- _Do this_
Duplicate the lines starting at the one containing "target: high-rise building" and ending at the one containing "829 134 L 851", both included.

- _Input for this task_

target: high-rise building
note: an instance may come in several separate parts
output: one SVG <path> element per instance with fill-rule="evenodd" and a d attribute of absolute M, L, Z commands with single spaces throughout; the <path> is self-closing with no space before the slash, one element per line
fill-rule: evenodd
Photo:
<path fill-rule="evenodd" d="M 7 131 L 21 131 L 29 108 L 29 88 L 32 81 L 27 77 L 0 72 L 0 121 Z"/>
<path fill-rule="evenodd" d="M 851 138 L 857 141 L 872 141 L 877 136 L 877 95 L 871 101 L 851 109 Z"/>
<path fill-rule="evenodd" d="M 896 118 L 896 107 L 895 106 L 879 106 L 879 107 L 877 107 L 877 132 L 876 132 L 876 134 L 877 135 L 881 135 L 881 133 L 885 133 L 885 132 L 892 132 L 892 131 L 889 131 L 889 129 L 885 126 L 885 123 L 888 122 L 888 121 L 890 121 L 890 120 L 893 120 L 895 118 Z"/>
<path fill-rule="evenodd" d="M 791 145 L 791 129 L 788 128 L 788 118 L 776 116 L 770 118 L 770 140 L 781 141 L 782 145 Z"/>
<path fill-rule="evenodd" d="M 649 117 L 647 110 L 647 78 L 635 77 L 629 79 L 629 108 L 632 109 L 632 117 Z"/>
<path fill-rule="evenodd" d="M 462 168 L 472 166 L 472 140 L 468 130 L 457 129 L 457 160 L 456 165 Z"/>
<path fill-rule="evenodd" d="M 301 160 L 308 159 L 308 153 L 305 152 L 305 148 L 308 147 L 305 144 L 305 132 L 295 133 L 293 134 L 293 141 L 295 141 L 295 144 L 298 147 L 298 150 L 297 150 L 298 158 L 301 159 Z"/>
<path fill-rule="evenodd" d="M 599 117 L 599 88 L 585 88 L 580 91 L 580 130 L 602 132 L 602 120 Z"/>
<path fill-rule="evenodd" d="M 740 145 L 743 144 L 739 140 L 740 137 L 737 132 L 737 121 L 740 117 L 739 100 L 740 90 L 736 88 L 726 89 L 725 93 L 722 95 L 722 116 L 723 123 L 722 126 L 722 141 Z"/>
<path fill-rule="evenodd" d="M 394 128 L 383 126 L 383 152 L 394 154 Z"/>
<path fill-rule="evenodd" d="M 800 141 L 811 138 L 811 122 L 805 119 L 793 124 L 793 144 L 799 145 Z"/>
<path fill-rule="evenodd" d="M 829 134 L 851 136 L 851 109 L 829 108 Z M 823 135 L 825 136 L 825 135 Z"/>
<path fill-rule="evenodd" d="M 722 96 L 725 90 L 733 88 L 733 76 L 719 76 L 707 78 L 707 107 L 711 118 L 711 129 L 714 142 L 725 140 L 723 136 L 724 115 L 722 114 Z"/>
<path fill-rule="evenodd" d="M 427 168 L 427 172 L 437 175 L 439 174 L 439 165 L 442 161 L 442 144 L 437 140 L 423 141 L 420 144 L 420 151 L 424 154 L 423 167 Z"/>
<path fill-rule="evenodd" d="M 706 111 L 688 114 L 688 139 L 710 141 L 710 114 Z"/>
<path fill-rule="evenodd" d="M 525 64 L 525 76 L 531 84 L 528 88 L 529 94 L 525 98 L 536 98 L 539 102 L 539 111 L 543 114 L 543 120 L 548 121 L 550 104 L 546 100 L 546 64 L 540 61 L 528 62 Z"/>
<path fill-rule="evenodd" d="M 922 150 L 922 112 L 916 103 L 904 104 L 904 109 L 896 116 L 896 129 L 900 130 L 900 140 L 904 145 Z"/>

* * *

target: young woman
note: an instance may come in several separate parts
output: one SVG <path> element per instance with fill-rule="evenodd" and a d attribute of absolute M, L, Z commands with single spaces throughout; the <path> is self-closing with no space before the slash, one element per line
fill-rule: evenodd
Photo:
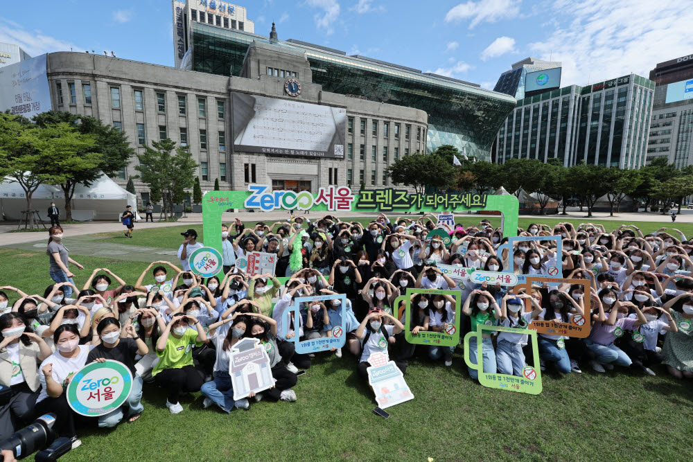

- _Problem solution_
target: high-rise building
note: an instance may come in several separate parts
output: one SVG <path> element per instance with fill-rule="evenodd" and a d attribute of absolute M, L, Z commands with single spaces throughout; the <path> is self-closing with no space before the slash, one element per line
fill-rule: evenodd
Photo:
<path fill-rule="evenodd" d="M 7 131 L 21 131 L 29 108 L 29 88 L 32 81 L 27 77 L 0 72 L 0 121 Z"/>
<path fill-rule="evenodd" d="M 851 138 L 857 141 L 872 141 L 877 136 L 877 95 L 871 101 L 851 109 Z"/>
<path fill-rule="evenodd" d="M 896 118 L 896 107 L 895 106 L 879 106 L 879 107 L 877 107 L 877 132 L 876 132 L 876 134 L 877 135 L 881 135 L 881 133 L 885 133 L 885 132 L 892 132 L 892 131 L 889 131 L 889 129 L 885 126 L 885 123 L 888 122 L 888 121 L 890 121 L 890 120 L 893 120 L 895 118 Z"/>
<path fill-rule="evenodd" d="M 791 145 L 791 129 L 788 128 L 788 118 L 776 116 L 770 118 L 770 140 L 781 141 L 782 145 Z"/>
<path fill-rule="evenodd" d="M 649 117 L 647 110 L 647 78 L 635 77 L 629 79 L 629 108 L 632 109 L 632 117 Z"/>
<path fill-rule="evenodd" d="M 462 168 L 472 166 L 472 140 L 468 130 L 457 129 L 457 160 L 456 165 Z"/>
<path fill-rule="evenodd" d="M 301 160 L 308 159 L 308 153 L 305 152 L 305 148 L 308 147 L 305 144 L 305 132 L 295 133 L 293 134 L 293 141 L 295 141 L 295 144 L 298 147 L 298 150 L 297 150 L 298 158 L 301 159 Z"/>
<path fill-rule="evenodd" d="M 599 117 L 599 88 L 585 88 L 580 91 L 580 130 L 602 132 L 602 120 Z"/>
<path fill-rule="evenodd" d="M 740 145 L 743 144 L 739 140 L 740 137 L 737 132 L 737 121 L 740 117 L 739 100 L 740 90 L 736 88 L 726 89 L 725 93 L 722 95 L 722 116 L 723 123 L 722 126 L 722 141 Z"/>
<path fill-rule="evenodd" d="M 394 128 L 383 126 L 383 152 L 394 154 Z"/>
<path fill-rule="evenodd" d="M 800 141 L 811 138 L 811 122 L 805 119 L 793 124 L 793 144 L 799 145 Z"/>
<path fill-rule="evenodd" d="M 829 134 L 851 136 L 851 109 L 829 108 Z M 823 135 L 825 136 L 825 135 Z"/>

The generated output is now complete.